Texto proporcionado |
•••••
Ya en el poder, le dio especial atención al Museo de Múnich, y se basó en un principio: “Si algún artista que se precie como tal envía basura para la exposición de Múnich, entonces es un estafador, en cuyo caso debería ser encarcelado; o es un loco, en cuyo caso debería estar en un asilo; o es un degenerado, en cuyo caso debe ser enviado a un campo de concentración para ser ‘reeducado’ y se le enseñe la dignidad del trabajo honesto”.
A Adolf Ziegler lo conoció en 1925 y quedó fascinado con su trabajo. Enseguida lo convenció para que sea su asesor. Ziegler, que tenía tres años menos, era un alemán nacido en una familia de arquitectos que estudió en las mejores academias y que peleó en la Primera Guerra Mundial como oficial de primera línea. Cuando el Partido Nazi llegó el gobierno, Hitler le pidió un retrato in memoriam de su sobrina, Geli Raubal, que se había suicidado.
Ziegler fue senador de Bellas Artes en la Cámara de Cultura del Reich, miembro del Consejo Presidencial, vicepresidente de la Cámara de Arte del Reich hasta que el 1 de diciembre de 1936 sucedió al arquitecto Eugen Hönig como presidente de la Cámara, que entonces tenía 45 mil miembros. Al año siguiente hizo tal vez su mejor obra: Los cuatro elementos. Ya era el artista favorito de Hitler pero aún así logró sorprenderlo. El Führer lo colgó en su casa en Múnich.
La obra es un tríptico que mide 171,5 centímetros de ancho y 86 de ancho. Se encuentra en la Pinakothek der Moderne de Múnich. En su momento fue una pintura muy apreciada: se imprimió en muchas postales y se hicieron montones de reproducciones. Es la celebración de la figura humana sin conflicto ni sufrimiento, una proyección “natural” de la “superioridad” aria como raza: una de los pilares de la ideología nazi. Ziegler se convirtió en el pintor oficial del Tercer Reich.
Y si bien las autoridades nazis lo alababan tanto como él alababa a Hitler, sus colegas desde el exilio, incluso muchos que se mantenían en Alemania, lo llamaban el “maestro del vello púbico alemán” porque su naturalismo carecía de cualquier sugerencia, de cualquier metáfora: calcaba hombres y mujeres desnudos de las estatuas clásicas griegas. El plus que le aportaba era hacerlos arios. Para Ziegler, convencido de su genialidad, sus mujeres eran las futuras “madres de perfectos alemanes”.
Ese mismo año, 1937, se produjo una de las muestras más famosas de la historia: la Exposición de Arte Degenerado (”Entartete Kunst”). En pleno apogeo de la Alemania nazi el gobierno intentó comenzar una profunda reforma de los valores estéticos y llevó adelante este encuentro que buscaba mostrar todo lo que estaba mal. El objetivo era ese: exponer a las masas que estos artistas, que este tipo de arte, estaba mal.
•••••
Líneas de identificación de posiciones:
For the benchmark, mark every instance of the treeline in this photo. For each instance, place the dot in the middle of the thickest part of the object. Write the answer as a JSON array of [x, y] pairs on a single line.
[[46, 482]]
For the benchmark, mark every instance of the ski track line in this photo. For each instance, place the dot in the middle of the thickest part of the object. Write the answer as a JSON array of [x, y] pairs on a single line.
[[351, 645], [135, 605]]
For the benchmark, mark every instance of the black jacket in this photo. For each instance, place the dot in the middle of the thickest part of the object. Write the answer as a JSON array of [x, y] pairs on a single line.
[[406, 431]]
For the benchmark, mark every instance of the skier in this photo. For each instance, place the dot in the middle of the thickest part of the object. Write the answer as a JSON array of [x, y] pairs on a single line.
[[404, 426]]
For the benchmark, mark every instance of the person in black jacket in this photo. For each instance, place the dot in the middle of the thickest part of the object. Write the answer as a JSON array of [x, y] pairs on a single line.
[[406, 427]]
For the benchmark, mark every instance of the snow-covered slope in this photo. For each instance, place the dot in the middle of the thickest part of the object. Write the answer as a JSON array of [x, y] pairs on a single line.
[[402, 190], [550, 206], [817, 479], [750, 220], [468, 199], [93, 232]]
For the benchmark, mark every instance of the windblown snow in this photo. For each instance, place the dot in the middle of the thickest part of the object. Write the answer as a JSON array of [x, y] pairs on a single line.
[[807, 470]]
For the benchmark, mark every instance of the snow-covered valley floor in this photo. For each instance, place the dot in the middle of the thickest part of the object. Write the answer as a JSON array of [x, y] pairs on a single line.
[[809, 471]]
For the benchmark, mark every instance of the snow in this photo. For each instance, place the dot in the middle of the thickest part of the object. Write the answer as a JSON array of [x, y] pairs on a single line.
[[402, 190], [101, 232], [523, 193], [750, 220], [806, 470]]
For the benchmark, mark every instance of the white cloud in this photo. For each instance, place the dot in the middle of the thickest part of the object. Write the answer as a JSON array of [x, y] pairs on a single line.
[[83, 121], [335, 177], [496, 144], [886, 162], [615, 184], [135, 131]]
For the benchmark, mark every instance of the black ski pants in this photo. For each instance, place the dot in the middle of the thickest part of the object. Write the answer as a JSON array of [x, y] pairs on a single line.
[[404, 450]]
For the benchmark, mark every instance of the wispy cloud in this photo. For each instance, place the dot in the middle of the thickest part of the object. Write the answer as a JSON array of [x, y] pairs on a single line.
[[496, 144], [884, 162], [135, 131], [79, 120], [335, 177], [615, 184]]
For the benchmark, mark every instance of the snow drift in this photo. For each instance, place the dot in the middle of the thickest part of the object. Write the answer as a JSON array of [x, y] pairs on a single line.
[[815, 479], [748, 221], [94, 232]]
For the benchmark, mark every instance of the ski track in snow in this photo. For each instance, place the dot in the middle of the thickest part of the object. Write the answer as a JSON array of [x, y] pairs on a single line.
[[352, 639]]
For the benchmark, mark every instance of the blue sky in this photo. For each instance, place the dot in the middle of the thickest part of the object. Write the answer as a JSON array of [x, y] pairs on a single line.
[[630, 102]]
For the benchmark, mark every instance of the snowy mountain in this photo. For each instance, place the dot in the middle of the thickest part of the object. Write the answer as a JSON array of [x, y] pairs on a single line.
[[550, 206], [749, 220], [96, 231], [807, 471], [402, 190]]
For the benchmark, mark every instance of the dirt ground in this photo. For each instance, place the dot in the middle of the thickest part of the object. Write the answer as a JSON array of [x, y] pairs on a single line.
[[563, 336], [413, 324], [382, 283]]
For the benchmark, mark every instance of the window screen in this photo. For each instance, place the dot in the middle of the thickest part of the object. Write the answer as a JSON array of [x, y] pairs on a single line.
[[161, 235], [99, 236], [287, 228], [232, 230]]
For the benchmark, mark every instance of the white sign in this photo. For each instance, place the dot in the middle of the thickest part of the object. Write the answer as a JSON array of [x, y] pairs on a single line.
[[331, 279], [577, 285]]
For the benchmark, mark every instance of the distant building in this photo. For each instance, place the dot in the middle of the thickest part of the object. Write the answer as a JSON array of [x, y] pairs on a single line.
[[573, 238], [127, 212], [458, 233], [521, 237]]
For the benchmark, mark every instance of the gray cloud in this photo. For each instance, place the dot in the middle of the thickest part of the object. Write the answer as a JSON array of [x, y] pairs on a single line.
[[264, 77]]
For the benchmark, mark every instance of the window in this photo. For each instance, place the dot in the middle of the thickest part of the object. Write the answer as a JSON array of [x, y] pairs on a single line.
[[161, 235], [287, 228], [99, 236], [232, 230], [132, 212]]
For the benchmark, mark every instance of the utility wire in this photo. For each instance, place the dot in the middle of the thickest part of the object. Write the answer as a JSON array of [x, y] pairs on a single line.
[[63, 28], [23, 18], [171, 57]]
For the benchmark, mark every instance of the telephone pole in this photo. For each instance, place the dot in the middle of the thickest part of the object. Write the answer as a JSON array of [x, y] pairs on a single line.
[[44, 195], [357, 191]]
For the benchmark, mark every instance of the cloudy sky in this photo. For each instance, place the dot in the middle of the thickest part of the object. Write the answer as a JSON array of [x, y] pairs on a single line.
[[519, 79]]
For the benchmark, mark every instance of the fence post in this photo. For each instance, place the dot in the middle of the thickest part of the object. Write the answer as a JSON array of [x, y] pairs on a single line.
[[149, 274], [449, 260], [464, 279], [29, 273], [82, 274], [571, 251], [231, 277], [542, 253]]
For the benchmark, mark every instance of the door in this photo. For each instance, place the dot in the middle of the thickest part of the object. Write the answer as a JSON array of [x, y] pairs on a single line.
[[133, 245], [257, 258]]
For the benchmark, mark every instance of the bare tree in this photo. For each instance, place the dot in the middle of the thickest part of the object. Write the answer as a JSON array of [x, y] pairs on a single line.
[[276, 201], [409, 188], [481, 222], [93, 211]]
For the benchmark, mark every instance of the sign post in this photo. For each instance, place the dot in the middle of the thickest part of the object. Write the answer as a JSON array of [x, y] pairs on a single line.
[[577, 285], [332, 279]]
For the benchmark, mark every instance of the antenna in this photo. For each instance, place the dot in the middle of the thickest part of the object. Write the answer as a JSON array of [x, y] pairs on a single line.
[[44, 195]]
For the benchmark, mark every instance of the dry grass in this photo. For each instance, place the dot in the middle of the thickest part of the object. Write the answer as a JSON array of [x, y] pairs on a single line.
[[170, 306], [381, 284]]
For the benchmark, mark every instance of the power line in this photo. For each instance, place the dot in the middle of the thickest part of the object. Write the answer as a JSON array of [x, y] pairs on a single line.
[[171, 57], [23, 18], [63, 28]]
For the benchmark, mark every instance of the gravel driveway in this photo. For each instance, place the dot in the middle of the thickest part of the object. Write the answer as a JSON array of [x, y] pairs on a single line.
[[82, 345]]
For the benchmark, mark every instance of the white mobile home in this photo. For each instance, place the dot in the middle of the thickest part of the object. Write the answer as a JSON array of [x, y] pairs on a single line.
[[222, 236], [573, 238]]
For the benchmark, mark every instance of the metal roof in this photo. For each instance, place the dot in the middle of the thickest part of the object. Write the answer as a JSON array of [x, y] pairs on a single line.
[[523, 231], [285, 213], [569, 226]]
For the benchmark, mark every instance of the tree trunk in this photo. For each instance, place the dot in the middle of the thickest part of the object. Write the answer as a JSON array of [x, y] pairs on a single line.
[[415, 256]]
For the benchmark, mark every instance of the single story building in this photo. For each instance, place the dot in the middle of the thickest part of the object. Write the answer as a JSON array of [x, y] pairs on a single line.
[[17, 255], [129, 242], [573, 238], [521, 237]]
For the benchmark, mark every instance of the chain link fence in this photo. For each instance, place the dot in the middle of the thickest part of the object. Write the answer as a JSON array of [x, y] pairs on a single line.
•••••
Tareas del ejercicio |
- a) Resuma en dos oraciones el texto sobre Adolf Ziegler.
- b) Enumere los cargos que, según el texto sobre Adolf Ziegler, este ocupó en las cámaras y consejos culturales del Reich.
- c) Prosiga el texto sobre Adolf Ziegler y el arte nazi a partir de su última oración.
Las líneas no intervienen en este ejercicio.

Resultados finales |
- a) Adolf Ziegler, a quien Hitler conoció en 1925 y convirtió en su asesor, llegó a presidir la Cámara de Arte del Reich en 1936 y pintó al año siguiente Los cuatro elementos, obra que Hitler colgó en su casa de Múnich; Ziegler se convirtió en el pintor oficial del Tercer Reich. Aunque las autoridades nazis lo alababan, sus colegas lo llamaban el "maestro del vello púbico alemán", y en 1937 se celebró la Exposición de Arte Degenerado para mostrar a las masas el arte que el régimen consideraba incorrecto.

- b)
- Senador de Bellas Artes en la Cámara de Cultura del Reich
- Miembro del Consejo Presidencial
- Vicepresidente de la Cámara de Arte del Reich
- Presidente de la Cámara de Arte del Reich

- c)
Eran obras de Max Beckmann, Marc Chagall, Otto Dix, Max Ernst, George Grosz, Vasili Kandinsky, Ernst Ludwig Kirchner, Paúl Klee y Oskar Kokoschka, entre los 600 dibujos, pinturas y esculturas: en total 112 creadores, entre ellos 6 judíos. “Aquí vemos los engendros de la locura, del descaro, de la incompetencia y la degeneración”, dijo Adolf Ziegler, que en ese entonces era, no sólo el organizador, también el presidente de la cámara de Bellas Artes de Alemania.
Las obras fueron agrupadas bajo temáticas como “Manifestaciones de la religiosidad alemana por la prensa artística judía”, “El trasfondo político de la degenaración artística”, “Idiotas, cretinos y paralíticos” o “La locura más absoluta’. Cuenta Gabriel Batalla que “las piezas fueron colocadas de manera caótica, casi como si fueran parte de una mala casa de antigüedades, abarrotadas, torcidas, y en algunos casos junto a fotografías de personas que sufrían alguna malformación”.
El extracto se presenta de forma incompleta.